╭─ Document extract
Thursday, 28 February 2013

Publishing in Ancient India

I wonder about the history of publishing in India. I know many trace it back to the British Raj. But that’s modern publishing, where publishing is almost synonymous with books, periodicals and newspapers. I’m talking about ancient India. You see, simply put ‘publishing’ is a means of bringing the written word to a reader. In the modern era, the medium for this transmission has been paper. We are now at the crossroads of a transformation. The written word is brought to us on digital devices. It’s all binary and bytes.  So we go back to the question. When did India start publishing?


The earliest example of ‘publishing’ in India, as far as I can say is the Mahabharata. Veda Vyasa dictates the story to Lord Ganesha. Ganesha etches the story on palm leaves. In fact Vyasa is considered as the One who split the Vedas into the four components as we know it today. During that partnership with Ganesha, it said Vyasa also had the Puranas and the Upanishads transcribed. The events of the Mahabharata can be dated to 7th – 9th Century BCE. Prior to this era, I am under the impression that all Vedic literature was passed down from one generation to the next by word of mouth (please do correct me if I’m wrong).  Anyway, for all practical purposes I believe the first act of publication was engineered by Veda Vyasa and Lord Ganesha.
╰─
◆ Things to do:
1 > In the post on publishing in ancient India, what did Ganesha etch the story of the Mahabharata onto?
2 > Continue the post on publishing in ancient India, starting after its last sentence.
╭─ Data segment
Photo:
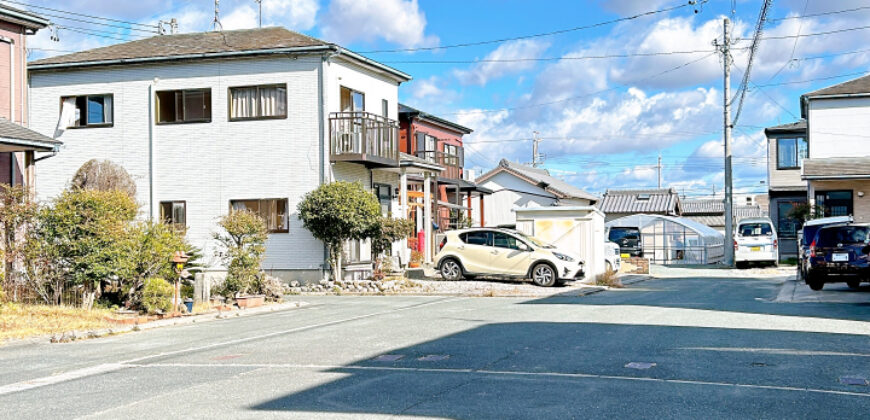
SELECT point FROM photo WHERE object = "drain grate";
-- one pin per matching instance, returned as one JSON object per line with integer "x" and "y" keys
╰─
◆ Task responses:
1 > Palm leaves.

2 >
The minute the spoken word is transcribed to a ‘mobile’ form – in this case palm leaves – it opened a whole industry so to speak. I guess just as paper remained our medium for centuries, palm leaves were the medium then. The palm leaves could be carried around to various royal courts; to be recited, enacted, debated upon. I’m sure many royals commissioned ‘copying’ of the texts – surely the Mahabharata was a best seller – a text so rich in language, so powerful in its characterisations that it had to receive academic attention. And thus, we had the first instance of ‘many editions’. Perhaps there was an abridged edition for the gurukuls? Did the palm leaves reach the superb universities of Nalanda and Takshashila? Did the Greek students of these universities compare the Mahabharata or the Puranic stories with their own mythologies? Did teachers debate over the layered meanings of each and every sentence? Did students receive awards for doing a character analysis of Duryodhana or Krishna? Did the general public flock fields to watch a play on the Mahabharata – crying when Draupadi is molested, or cheering when Bheema defeats Bakasura? Oooh what a thrilling age that must’ve been!
Courtesy -
The fact that complex poetry and stories could be written and distributed must’ve opened the floodgates of literature – the way ebooks have changed the game today. Just the way we sit hunched over pen and paper (okay keypads), I imagine Kalidasa frowning over his palm leaves as he etched the story of Shakuntala or the moving Ritusamhara. This was in the 5th Century CE!  
But slowly, many learned rulers and scholars realized that if messages have to reach the common man, Sanskrit cannot be the choice of language.  Remember only the priestly Brahmins knew Sanskrit while the rest spoke languages such as Pali or Prakrit. So perhaps there was a rush of translations where all these great Sanskrit classics were brought out to a more ‘local’ form that could be adapted to theatre, or even read at home by the commoners. I’m sure translation was a great business at that time given the volume and popularity of such rich literature.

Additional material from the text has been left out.